▶ Supplied data:
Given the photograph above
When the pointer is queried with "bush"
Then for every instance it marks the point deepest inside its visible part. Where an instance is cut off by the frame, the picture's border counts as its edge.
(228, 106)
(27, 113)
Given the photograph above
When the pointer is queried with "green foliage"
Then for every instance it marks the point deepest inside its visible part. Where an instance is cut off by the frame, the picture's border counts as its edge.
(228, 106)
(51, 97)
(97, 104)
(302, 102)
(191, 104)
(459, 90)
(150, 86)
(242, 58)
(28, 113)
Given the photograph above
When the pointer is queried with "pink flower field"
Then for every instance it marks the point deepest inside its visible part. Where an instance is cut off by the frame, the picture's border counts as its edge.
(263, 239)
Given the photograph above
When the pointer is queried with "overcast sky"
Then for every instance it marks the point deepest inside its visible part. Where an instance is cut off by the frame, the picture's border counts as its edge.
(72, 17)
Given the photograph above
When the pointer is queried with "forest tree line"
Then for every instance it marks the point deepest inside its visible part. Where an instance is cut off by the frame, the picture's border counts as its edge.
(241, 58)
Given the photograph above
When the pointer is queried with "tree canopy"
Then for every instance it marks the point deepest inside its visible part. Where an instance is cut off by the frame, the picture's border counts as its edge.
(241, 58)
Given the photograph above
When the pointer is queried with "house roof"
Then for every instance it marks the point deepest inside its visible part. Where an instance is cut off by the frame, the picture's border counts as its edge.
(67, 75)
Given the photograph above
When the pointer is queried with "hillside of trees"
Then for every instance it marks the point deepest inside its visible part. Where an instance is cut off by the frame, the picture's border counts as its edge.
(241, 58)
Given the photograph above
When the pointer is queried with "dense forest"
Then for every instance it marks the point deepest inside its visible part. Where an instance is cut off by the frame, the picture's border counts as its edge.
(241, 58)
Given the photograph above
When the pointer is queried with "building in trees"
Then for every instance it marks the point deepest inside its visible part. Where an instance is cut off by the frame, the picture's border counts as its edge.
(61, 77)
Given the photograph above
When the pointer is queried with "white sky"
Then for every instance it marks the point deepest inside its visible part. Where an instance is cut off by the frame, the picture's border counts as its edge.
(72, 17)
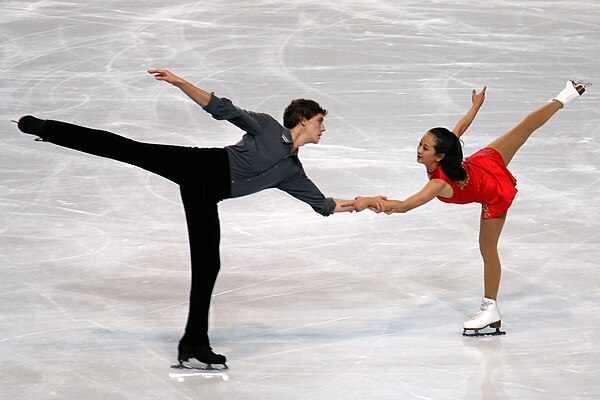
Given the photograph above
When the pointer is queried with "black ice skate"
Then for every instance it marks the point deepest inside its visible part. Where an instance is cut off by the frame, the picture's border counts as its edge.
(204, 354)
(32, 125)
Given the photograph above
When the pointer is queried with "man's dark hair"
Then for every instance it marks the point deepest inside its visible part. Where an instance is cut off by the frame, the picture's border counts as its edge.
(300, 108)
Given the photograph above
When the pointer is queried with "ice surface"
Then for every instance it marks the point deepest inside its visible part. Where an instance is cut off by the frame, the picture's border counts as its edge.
(94, 255)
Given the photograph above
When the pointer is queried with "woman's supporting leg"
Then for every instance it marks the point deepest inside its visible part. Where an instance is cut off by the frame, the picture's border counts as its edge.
(489, 233)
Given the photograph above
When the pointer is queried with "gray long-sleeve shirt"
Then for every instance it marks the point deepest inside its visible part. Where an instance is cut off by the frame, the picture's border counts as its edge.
(263, 158)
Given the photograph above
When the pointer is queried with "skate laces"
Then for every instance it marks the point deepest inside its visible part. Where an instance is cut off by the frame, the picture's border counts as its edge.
(482, 310)
(583, 83)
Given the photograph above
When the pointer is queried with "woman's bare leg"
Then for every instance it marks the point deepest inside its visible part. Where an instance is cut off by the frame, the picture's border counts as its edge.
(509, 143)
(489, 233)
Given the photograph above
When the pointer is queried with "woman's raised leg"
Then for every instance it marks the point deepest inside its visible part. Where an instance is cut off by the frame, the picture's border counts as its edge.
(509, 143)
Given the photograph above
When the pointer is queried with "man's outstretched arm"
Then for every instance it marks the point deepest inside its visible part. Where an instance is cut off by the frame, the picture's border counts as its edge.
(199, 96)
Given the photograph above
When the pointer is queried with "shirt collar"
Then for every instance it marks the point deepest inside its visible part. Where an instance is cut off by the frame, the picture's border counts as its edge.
(286, 137)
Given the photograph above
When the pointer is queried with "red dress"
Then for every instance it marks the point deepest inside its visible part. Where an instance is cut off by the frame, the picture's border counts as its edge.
(488, 182)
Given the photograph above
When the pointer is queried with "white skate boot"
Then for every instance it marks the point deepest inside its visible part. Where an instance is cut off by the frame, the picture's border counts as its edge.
(488, 315)
(571, 92)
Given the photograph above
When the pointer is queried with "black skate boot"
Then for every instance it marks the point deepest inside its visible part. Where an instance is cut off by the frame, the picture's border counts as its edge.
(204, 354)
(32, 125)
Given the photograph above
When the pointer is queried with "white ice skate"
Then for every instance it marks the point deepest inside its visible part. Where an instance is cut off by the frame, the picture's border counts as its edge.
(571, 92)
(488, 315)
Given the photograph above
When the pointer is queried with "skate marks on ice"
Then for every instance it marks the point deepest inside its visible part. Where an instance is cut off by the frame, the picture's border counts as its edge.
(181, 371)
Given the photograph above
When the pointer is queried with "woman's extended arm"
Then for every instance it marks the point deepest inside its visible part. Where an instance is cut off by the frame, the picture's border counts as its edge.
(433, 188)
(477, 99)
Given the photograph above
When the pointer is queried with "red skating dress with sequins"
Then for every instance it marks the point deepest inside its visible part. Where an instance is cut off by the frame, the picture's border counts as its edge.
(488, 182)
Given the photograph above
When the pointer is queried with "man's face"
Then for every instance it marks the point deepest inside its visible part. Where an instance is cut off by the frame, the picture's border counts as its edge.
(314, 128)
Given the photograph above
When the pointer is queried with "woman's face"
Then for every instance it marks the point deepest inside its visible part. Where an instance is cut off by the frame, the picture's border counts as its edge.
(426, 152)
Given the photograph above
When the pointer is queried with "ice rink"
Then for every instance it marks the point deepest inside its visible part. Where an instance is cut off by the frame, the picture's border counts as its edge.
(94, 272)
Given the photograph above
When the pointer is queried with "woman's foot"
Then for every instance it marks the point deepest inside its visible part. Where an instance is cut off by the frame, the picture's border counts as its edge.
(487, 315)
(571, 92)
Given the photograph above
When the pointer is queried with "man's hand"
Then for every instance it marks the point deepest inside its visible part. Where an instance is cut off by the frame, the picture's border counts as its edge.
(166, 75)
(374, 204)
(200, 97)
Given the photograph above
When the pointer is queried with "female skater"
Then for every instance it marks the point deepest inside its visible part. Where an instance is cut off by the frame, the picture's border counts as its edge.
(266, 157)
(482, 178)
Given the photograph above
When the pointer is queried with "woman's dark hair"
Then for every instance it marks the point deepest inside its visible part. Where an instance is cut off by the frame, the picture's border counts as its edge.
(300, 108)
(448, 144)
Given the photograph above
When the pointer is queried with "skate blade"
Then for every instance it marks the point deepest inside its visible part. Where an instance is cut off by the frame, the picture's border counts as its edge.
(186, 371)
(477, 332)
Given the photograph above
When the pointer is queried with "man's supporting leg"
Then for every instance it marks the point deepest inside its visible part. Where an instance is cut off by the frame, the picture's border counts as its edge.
(204, 235)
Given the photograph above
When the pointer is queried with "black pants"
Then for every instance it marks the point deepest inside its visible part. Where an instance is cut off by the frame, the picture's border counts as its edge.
(203, 178)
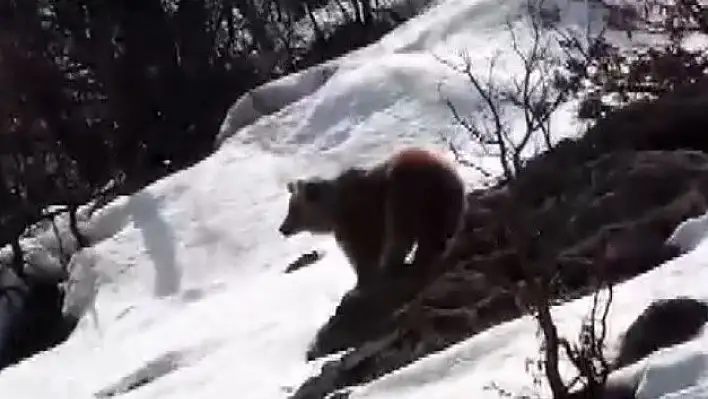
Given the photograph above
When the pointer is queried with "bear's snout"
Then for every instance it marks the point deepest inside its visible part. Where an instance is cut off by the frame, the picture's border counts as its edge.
(286, 229)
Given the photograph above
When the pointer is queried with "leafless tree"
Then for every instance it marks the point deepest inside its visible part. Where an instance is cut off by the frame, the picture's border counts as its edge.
(539, 92)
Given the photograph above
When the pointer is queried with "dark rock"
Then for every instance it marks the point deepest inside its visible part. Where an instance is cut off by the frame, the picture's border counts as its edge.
(601, 207)
(305, 259)
(31, 317)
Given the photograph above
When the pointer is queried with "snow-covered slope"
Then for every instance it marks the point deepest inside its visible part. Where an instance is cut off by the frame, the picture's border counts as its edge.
(190, 295)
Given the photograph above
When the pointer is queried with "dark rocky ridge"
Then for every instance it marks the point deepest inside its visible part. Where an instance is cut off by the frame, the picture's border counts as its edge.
(626, 184)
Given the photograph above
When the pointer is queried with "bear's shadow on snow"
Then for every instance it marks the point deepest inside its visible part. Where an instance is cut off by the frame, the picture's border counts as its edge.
(159, 240)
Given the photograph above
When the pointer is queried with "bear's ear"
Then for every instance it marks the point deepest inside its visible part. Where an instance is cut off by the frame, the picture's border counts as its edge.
(294, 185)
(314, 190)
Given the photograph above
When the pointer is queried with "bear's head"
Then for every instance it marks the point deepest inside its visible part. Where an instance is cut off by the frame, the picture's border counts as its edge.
(310, 208)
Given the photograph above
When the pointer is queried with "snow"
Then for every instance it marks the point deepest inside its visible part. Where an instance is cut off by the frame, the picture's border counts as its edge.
(183, 294)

▶ Task to complete: Apply a filter for "hair" to the data above, then copy each line that matches.

▶ Expected answer:
When the pointer is queried with "man's dark hair"
When the pointer is queried with "woman's dark hair"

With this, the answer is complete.